'''
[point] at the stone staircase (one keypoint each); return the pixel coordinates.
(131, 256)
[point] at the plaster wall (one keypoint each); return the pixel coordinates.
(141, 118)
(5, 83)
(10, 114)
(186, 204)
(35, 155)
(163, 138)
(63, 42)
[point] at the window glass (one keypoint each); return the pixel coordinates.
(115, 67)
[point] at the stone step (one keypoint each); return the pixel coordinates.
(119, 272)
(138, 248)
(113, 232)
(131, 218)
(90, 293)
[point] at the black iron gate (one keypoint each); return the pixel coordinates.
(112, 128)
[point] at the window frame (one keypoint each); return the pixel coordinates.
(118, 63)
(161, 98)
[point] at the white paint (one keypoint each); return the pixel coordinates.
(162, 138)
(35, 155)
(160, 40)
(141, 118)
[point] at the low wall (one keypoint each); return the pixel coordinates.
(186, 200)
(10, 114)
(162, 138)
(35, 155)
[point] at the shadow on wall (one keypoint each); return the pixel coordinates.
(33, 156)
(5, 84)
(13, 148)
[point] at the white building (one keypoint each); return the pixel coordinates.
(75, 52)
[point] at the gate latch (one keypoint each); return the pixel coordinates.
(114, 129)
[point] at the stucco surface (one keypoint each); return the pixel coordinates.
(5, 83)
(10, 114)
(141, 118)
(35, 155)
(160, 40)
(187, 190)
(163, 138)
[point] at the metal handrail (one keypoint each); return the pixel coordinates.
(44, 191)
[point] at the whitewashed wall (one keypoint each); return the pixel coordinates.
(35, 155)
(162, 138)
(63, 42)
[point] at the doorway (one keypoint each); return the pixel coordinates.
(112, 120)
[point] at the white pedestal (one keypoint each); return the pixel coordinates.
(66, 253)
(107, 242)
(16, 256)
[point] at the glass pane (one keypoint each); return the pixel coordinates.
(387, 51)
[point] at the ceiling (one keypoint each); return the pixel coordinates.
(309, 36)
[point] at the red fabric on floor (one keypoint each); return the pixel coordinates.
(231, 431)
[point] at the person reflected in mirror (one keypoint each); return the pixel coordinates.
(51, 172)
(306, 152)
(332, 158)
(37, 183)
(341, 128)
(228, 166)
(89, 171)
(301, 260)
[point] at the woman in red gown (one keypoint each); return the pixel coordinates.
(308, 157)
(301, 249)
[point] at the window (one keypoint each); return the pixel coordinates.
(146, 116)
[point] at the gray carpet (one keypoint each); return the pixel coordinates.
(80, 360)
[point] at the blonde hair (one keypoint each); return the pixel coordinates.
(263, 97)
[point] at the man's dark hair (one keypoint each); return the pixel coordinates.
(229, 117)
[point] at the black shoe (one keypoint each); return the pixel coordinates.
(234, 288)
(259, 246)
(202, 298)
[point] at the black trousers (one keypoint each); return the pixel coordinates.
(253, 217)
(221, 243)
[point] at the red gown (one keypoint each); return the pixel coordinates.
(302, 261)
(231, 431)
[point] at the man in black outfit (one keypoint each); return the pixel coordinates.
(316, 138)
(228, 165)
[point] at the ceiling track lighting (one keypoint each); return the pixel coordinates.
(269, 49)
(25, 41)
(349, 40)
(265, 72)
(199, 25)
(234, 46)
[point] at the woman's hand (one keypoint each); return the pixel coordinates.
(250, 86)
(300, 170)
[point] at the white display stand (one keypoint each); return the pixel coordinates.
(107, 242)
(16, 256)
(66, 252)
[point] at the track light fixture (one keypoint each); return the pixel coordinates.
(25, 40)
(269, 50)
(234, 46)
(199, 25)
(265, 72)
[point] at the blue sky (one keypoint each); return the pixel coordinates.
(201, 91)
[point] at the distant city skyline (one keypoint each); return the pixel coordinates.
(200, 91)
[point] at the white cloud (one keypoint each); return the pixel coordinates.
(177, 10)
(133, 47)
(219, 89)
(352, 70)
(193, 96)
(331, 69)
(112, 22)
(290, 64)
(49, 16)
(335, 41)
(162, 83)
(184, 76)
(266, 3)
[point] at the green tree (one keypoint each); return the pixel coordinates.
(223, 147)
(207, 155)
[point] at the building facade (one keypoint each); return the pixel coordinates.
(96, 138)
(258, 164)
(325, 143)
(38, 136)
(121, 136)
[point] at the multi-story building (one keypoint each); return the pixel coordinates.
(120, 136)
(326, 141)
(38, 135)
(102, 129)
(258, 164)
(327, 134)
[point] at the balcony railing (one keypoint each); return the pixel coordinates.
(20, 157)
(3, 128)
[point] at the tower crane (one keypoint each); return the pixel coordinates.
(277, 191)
'''
Exercise goal
Starting with the first line, give back the whole listing exactly.

Answer for this exercise
[point] at the stone staircase (one keypoint each); return the pixel coordinates.
(131, 256)
[point] at the plaster wall (one keypoint each); return the pixel coordinates.
(141, 118)
(5, 83)
(10, 114)
(186, 204)
(35, 155)
(163, 138)
(63, 42)
[point] at the window glass (one keypoint each); return the pixel coordinates.
(115, 67)
[point] at the stone step (one keypoint each); return the pixel coordinates.
(119, 272)
(138, 248)
(113, 232)
(131, 218)
(90, 293)
[point] at the black iron gate (one keypoint each); return the pixel coordinates.
(112, 128)
[point] at the window frame (one keypoint each); return the pixel coordinates.
(118, 63)
(161, 98)
[point] at the white paint (one keypoint each); return the pixel coordinates.
(162, 138)
(35, 155)
(160, 40)
(141, 118)
[point] at the low wall (one keypoint each); return the pixel coordinates.
(186, 200)
(10, 114)
(162, 138)
(35, 155)
[point] at the shadow on wall (one keypoint each); return the pixel coordinates.
(33, 156)
(5, 84)
(13, 148)
[point] at the white building (one keypoint each); return the pixel coordinates.
(75, 52)
[point] at the gate latch (one keypoint each); return the pixel coordinates.
(114, 129)
[point] at the stucco surface (one keypoint each); return the pixel coordinates.
(5, 83)
(10, 114)
(141, 118)
(35, 155)
(160, 40)
(187, 190)
(163, 138)
[point] at the metal handrail (one keypoint each); return the pixel coordinates.
(44, 191)
[point] at the whitewashed wall (one keypoint each); return the pixel coordinates.
(35, 155)
(162, 138)
(63, 42)
[point] at the doorway (one keypoint each); return the pixel coordinates.
(112, 120)
[point] at the white pedestal (one keypoint each); return the pixel coordinates.
(66, 253)
(107, 242)
(16, 256)
[point] at the glass pane (one keypoint each); return the pixel coordinates.
(387, 51)
[point] at the ceiling (one keypoint each); return the pixel coordinates.
(309, 36)
[point] at the red fabric on floor (one keypoint each); return the pixel coordinates.
(231, 431)
[point] at the person reflected in mirror (one keypoint each); return the pixel coordinates.
(51, 172)
(306, 152)
(332, 158)
(37, 183)
(341, 128)
(228, 166)
(89, 171)
(301, 260)
[point] at the woman in red gown (one keypoint each); return the pixel coordinates.
(308, 157)
(301, 249)
[point] at the window (one keypoint each); return the pixel coordinates.
(146, 116)
[point] at the gray carpet (one keypoint each); return the pixel coordinates.
(80, 360)
[point] at the blonde hair (one keypoint each); return the pixel coordinates.
(263, 97)
[point] at the man's dark hair (one keypoint each); return the pixel coordinates.
(229, 117)
[point] at the black shoe (one keypoint each); return the pixel coordinates.
(234, 288)
(259, 246)
(202, 298)
[point] at the black trousers (one keypoint each); return the pixel coordinates.
(253, 217)
(221, 243)
[point] at the red gown (one keypoint each); return the pixel coordinates.
(302, 261)
(231, 431)
[point] at the man in black outfit (one keypoint each); return the pixel coordinates.
(316, 138)
(228, 165)
[point] at the ceiling track lighting (one keypoint each); return the pixel coordinates.
(269, 49)
(25, 41)
(349, 40)
(265, 72)
(199, 25)
(234, 46)
[point] at the woman's hand (one keypoint each); return the pixel coordinates.
(250, 86)
(300, 170)
[point] at the white display stand (one keypoint each); return the pixel coordinates.
(107, 242)
(16, 256)
(66, 252)
[point] at the track light fixture (one keypoint each); return the pixel coordinates.
(25, 40)
(269, 50)
(234, 46)
(199, 25)
(265, 72)
[point] at the blue sky (one keypoint each); return the pixel coordinates.
(201, 91)
[point] at the distant city skyline (one keypoint each); return the pixel coordinates.
(200, 91)
[point] at the white cloud (one keypoint each); return the pixel coordinates.
(177, 10)
(133, 47)
(219, 89)
(352, 70)
(193, 96)
(331, 69)
(112, 22)
(290, 64)
(49, 16)
(335, 41)
(162, 83)
(184, 76)
(266, 3)
[point] at the green tree (one keypoint each); return the pixel coordinates.
(223, 147)
(207, 155)
[point] at the building facade (one keypoint each); return the pixel coordinates.
(96, 138)
(258, 164)
(325, 143)
(38, 136)
(121, 136)
[point] at the multi-story building (one keypoint each); return the pixel coordinates.
(120, 136)
(326, 141)
(38, 135)
(102, 129)
(258, 164)
(327, 134)
[point] at the balcony railing (one keypoint each); return the pixel coordinates.
(20, 157)
(3, 128)
[point] at the tower crane (one keypoint each); return the pixel coordinates.
(277, 191)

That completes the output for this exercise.